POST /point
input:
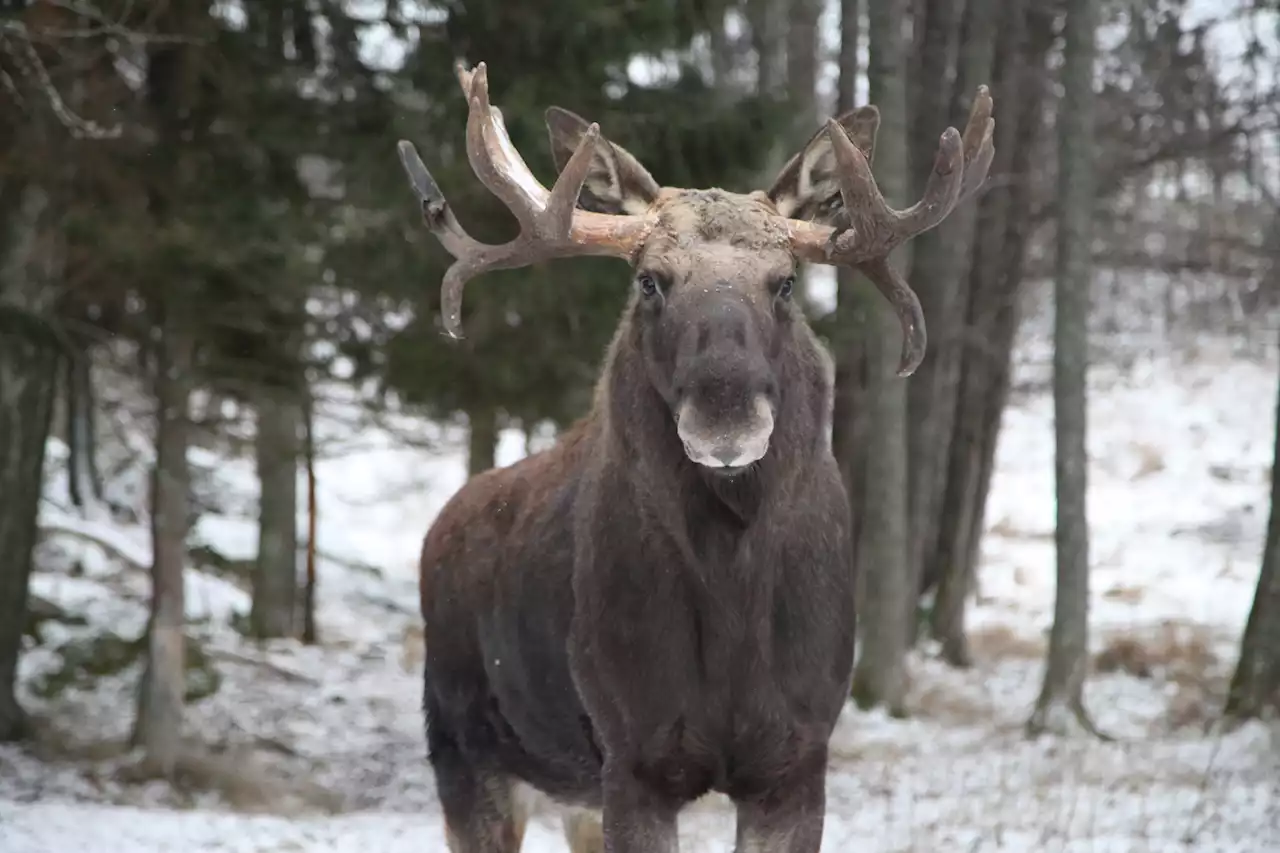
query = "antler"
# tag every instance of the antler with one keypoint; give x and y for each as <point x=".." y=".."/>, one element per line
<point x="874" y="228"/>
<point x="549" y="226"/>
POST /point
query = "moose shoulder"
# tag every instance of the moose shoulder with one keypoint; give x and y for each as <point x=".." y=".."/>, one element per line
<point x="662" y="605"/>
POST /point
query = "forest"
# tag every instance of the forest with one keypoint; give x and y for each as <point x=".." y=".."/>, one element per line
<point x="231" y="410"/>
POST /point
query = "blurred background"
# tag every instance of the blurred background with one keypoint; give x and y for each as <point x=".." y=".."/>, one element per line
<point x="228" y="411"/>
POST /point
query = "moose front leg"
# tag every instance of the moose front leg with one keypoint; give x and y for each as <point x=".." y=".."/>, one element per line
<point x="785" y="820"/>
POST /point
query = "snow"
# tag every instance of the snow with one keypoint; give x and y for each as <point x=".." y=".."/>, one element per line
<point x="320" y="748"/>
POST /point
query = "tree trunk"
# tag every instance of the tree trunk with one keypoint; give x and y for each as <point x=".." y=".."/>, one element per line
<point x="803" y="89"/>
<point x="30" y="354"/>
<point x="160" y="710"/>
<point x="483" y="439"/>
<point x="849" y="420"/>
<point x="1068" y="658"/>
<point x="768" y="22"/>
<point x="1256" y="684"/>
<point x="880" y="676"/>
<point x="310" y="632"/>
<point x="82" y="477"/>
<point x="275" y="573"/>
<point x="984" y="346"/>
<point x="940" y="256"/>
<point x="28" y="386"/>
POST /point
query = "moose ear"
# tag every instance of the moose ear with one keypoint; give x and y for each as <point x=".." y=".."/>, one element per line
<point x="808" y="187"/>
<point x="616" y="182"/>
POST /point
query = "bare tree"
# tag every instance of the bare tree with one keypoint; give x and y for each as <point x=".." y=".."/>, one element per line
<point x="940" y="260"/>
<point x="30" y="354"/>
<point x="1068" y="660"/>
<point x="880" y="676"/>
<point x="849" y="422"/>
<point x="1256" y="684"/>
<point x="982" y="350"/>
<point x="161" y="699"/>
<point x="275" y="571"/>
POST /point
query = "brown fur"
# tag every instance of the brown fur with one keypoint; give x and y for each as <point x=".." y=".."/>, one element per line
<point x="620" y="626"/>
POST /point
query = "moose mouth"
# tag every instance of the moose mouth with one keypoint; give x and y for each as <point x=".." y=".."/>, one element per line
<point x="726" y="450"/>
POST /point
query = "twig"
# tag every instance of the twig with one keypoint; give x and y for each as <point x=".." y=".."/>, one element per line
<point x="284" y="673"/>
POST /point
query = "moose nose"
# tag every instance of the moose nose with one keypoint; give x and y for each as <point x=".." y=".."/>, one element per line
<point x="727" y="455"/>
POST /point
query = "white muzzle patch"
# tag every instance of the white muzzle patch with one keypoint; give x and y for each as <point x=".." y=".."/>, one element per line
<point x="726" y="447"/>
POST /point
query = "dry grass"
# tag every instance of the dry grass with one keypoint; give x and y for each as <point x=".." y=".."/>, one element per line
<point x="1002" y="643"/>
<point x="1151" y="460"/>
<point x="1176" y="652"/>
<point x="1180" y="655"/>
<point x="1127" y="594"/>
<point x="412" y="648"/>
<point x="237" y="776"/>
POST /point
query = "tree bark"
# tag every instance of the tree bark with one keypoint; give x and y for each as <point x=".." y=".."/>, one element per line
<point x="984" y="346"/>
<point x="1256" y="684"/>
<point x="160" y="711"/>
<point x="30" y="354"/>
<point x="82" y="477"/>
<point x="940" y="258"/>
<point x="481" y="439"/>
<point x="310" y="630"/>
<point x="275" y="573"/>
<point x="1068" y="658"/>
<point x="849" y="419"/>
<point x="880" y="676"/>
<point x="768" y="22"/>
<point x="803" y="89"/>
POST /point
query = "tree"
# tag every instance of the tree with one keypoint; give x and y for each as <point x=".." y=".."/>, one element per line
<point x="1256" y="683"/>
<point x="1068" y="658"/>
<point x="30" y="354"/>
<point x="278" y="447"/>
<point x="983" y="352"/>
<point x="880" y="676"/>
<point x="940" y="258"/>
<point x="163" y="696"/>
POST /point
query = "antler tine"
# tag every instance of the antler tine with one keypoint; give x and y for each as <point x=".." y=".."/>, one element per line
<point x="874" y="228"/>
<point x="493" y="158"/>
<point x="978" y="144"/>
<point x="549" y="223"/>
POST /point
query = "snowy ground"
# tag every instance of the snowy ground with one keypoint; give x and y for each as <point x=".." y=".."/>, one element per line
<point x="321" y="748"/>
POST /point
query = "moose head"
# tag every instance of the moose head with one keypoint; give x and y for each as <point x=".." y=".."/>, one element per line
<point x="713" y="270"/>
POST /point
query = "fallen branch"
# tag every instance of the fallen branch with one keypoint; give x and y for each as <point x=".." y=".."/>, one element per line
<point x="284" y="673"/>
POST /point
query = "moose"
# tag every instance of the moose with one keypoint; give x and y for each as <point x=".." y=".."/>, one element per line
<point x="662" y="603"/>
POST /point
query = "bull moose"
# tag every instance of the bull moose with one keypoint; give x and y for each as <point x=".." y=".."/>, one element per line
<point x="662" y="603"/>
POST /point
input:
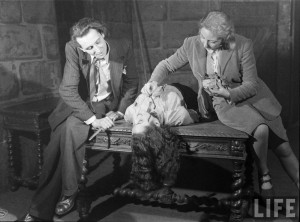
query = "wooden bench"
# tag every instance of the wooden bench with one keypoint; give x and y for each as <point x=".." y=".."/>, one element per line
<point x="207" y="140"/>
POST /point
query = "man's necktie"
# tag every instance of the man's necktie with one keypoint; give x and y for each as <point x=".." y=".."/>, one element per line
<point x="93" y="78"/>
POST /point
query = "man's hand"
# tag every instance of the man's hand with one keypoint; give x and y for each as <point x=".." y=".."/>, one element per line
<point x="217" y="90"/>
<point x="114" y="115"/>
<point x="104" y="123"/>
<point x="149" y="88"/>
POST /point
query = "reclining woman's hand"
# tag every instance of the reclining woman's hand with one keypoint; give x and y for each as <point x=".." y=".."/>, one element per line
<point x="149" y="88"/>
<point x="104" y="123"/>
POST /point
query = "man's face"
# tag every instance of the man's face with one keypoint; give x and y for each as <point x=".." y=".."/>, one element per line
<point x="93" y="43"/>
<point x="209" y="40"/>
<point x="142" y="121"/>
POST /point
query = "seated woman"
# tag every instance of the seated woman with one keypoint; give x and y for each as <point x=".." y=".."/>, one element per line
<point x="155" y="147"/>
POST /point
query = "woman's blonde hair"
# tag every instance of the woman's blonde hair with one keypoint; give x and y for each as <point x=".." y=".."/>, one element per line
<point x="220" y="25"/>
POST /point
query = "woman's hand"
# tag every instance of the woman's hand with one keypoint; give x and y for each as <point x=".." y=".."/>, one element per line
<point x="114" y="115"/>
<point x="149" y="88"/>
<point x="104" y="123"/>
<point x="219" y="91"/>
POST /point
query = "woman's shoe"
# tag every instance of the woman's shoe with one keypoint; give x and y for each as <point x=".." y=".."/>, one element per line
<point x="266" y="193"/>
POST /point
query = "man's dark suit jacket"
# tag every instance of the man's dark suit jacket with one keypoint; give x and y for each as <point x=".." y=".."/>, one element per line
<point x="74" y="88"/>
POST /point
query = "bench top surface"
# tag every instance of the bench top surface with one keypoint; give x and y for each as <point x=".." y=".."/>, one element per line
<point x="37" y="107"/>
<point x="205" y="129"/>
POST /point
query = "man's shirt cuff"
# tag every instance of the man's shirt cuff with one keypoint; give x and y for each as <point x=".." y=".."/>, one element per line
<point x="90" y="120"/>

____________

-- Your goal --
An exact copy of the entries above is needed, with the pictures removed.

-- Answer to this problem --
POST /point
input:
query = "antler"
# tag every instance of the antler with one keypoint; give x and y for each as <point x=".." y=".."/>, one element per line
<point x="874" y="228"/>
<point x="549" y="226"/>
POST /point
query = "moose shoulder"
# tag every instance of the moose shoulder with one keypoint; give x and y for each as <point x=".." y=".."/>, one element per line
<point x="662" y="605"/>
POST /point
query = "forest"
# tag every instance of the forest with one keypoint; give x and y for each as <point x=".." y=".."/>, one element per line
<point x="231" y="410"/>
POST /point
query = "blurred background"
# tag every instance of the blurred background with one keypoint; give x and y for each as <point x=".." y=".."/>, one element per line
<point x="228" y="411"/>
POST /point
query = "moose front leg"
# tag every instance of the moose front leg with one keypoint; give x and y for each as <point x=".." y=".."/>, one element per line
<point x="785" y="820"/>
POST /point
query = "snow"
# tag every instance of the snow with one keypoint; give x and y for each as <point x=".." y=".."/>, one element per line
<point x="320" y="748"/>
POST /point
query = "tree trunk"
# tag every instance of the tree trunk with one keypoint; give x and y for each as <point x=".." y=".."/>, one element per line
<point x="803" y="89"/>
<point x="30" y="354"/>
<point x="160" y="710"/>
<point x="483" y="439"/>
<point x="849" y="420"/>
<point x="1068" y="658"/>
<point x="768" y="22"/>
<point x="1256" y="684"/>
<point x="880" y="676"/>
<point x="310" y="632"/>
<point x="82" y="477"/>
<point x="275" y="573"/>
<point x="984" y="346"/>
<point x="940" y="256"/>
<point x="28" y="386"/>
POST /point
query = "moose ear"
# tag every instance of the moose ear with one keypoint; give x and y for each as <point x=".." y=".."/>, one element per line
<point x="808" y="187"/>
<point x="616" y="182"/>
POST /point
query = "bare tree"
# tag every instance of the bare tree with one keypoint; give x and y for each as <point x=".." y=".."/>, one element per line
<point x="940" y="260"/>
<point x="30" y="354"/>
<point x="1068" y="660"/>
<point x="880" y="676"/>
<point x="849" y="422"/>
<point x="1256" y="684"/>
<point x="982" y="350"/>
<point x="161" y="699"/>
<point x="275" y="571"/>
POST /point
query = "brown fur"
# tag every instance of the brown fur with one keypoint; give x and y for each as <point x=".." y=".."/>, one element per line
<point x="620" y="626"/>
POST /point
query = "moose mouth"
# tag every instance of the moose mouth with one keypoint; give x and y for each as <point x=".." y=".."/>, one element per line
<point x="726" y="450"/>
POST /point
query = "twig"
# tag every instance of the twig with one keypoint; give x and y for each as <point x=".." y=".."/>, one element per line
<point x="284" y="673"/>
POST /point
query = "moose nose"
# tag every instance of the moose nose with one keypoint; give x and y for each as <point x=".." y=".."/>, one element per line
<point x="727" y="455"/>
POST /point
query = "white muzzle patch"
# tag every instance of the white muzzle patch with one keypoint; give x and y for each as <point x=".." y=".."/>, one element per line
<point x="726" y="447"/>
POST /point
query = "dry grass"
# tag every instance of the dry grass with one keypoint; give x and y for each as <point x=".." y=".."/>, one element per line
<point x="1002" y="643"/>
<point x="1151" y="460"/>
<point x="1176" y="652"/>
<point x="1180" y="655"/>
<point x="1127" y="594"/>
<point x="412" y="648"/>
<point x="237" y="776"/>
POST /point
query = "tree bark"
# tag every instance of the tree bark with one keypoint; give x and y for each as <point x=".." y=".."/>, one element per line
<point x="984" y="346"/>
<point x="1256" y="684"/>
<point x="160" y="711"/>
<point x="30" y="354"/>
<point x="82" y="477"/>
<point x="940" y="258"/>
<point x="481" y="439"/>
<point x="310" y="630"/>
<point x="275" y="573"/>
<point x="1068" y="658"/>
<point x="849" y="419"/>
<point x="880" y="676"/>
<point x="768" y="22"/>
<point x="803" y="89"/>
POST /point
query = "tree"
# tag every instance of the tree with one keypoint; give x and y for each as <point x=".." y=".."/>, one element per line
<point x="1256" y="683"/>
<point x="1068" y="658"/>
<point x="30" y="354"/>
<point x="278" y="447"/>
<point x="983" y="352"/>
<point x="880" y="676"/>
<point x="940" y="258"/>
<point x="163" y="696"/>
POST /point
query = "antler tine"
# tag every instance of the antler tine with one keypoint; give x and y for each as <point x=".." y=".."/>, one element per line
<point x="874" y="228"/>
<point x="493" y="158"/>
<point x="978" y="144"/>
<point x="549" y="223"/>
POST /point
query = "snowy ground"
# tag every instance of the snowy ground with one keypoint; give x and y for each as <point x=".." y=".."/>, one element per line
<point x="321" y="748"/>
POST /point
query = "moose head"
# tag every instance of the moose head with one keypoint; give x and y for each as <point x=".." y=".."/>, one element per line
<point x="713" y="270"/>
POST /point
query = "fallen branch"
# tag every instance of the fallen branch with one keypoint; give x and y for each as <point x=".." y=".."/>, one element per line
<point x="284" y="673"/>
POST /point
query = "moose"
# tag every instance of the moose with one keypoint; give x and y for each as <point x=".." y=".."/>, one element per line
<point x="662" y="603"/>
POST /point
query = "bull moose"
# tag every instance of the bull moose with one keypoint; give x and y for each as <point x=".." y=".."/>, one element per line
<point x="662" y="603"/>
POST /point
input:
query = "wooden bench"
# tag every instance of the wooden bench with one keypoint; give x and y for each as <point x=".." y=".."/>, one element per line
<point x="207" y="140"/>
POST /point
query = "man's necktie"
# tag every instance of the man's necktie with one keypoint; give x and y for each as <point x=".." y=".."/>, one element per line
<point x="93" y="78"/>
POST /point
query = "man's hand"
# tag every instance of the man's hand with one keypoint; give x and y for each as <point x=".." y=".."/>, one element per line
<point x="217" y="90"/>
<point x="114" y="115"/>
<point x="104" y="123"/>
<point x="149" y="88"/>
POST /point
query = "reclining woman's hand"
# tag every instance of the reclining woman's hand with one keypoint; give x and y for each as <point x=".." y=".."/>, one element per line
<point x="149" y="88"/>
<point x="104" y="123"/>
POST /point
query = "man's face"
# tag every instance of the man's face with one keypoint; give x and y for each as <point x=".." y=".."/>, one element per line
<point x="93" y="43"/>
<point x="209" y="40"/>
<point x="142" y="121"/>
POST /point
query = "seated woman"
# tag every instance of the seated woman with one keypoint; give x and y for each as <point x=".." y=".."/>, one element per line
<point x="155" y="147"/>
POST /point
query = "woman's blonde hair"
# tag every instance of the woman's blonde hair with one keypoint; give x and y for each as <point x=".." y=".."/>, one element per line
<point x="220" y="25"/>
POST /point
query = "woman's hand"
# tag every instance of the woman's hand with one keypoint; give x and y for each as <point x=".." y=".."/>, one element per line
<point x="114" y="115"/>
<point x="149" y="88"/>
<point x="104" y="123"/>
<point x="219" y="91"/>
POST /point
query = "woman's shoe"
# tag every instance of the woman's shoe with one keypoint; give x and y for each as <point x=".." y=".."/>, one element per line
<point x="266" y="193"/>
POST /point
query = "man's dark suit jacket"
# tag every instance of the man's dark suit jacket with one keypoint; give x and y for each as <point x=".." y=".."/>, one element per line
<point x="74" y="88"/>
POST /point
query = "bench top surface"
# tag every instance of the bench top surface with one keypoint; give x and y for each as <point x=".." y=".."/>, one element per line
<point x="37" y="107"/>
<point x="205" y="129"/>
POST /point
query = "man's shirt cuff"
# tag every instance of the man's shirt cuff with one keypoint; give x and y for each as <point x=".." y=".."/>, one element per line
<point x="90" y="120"/>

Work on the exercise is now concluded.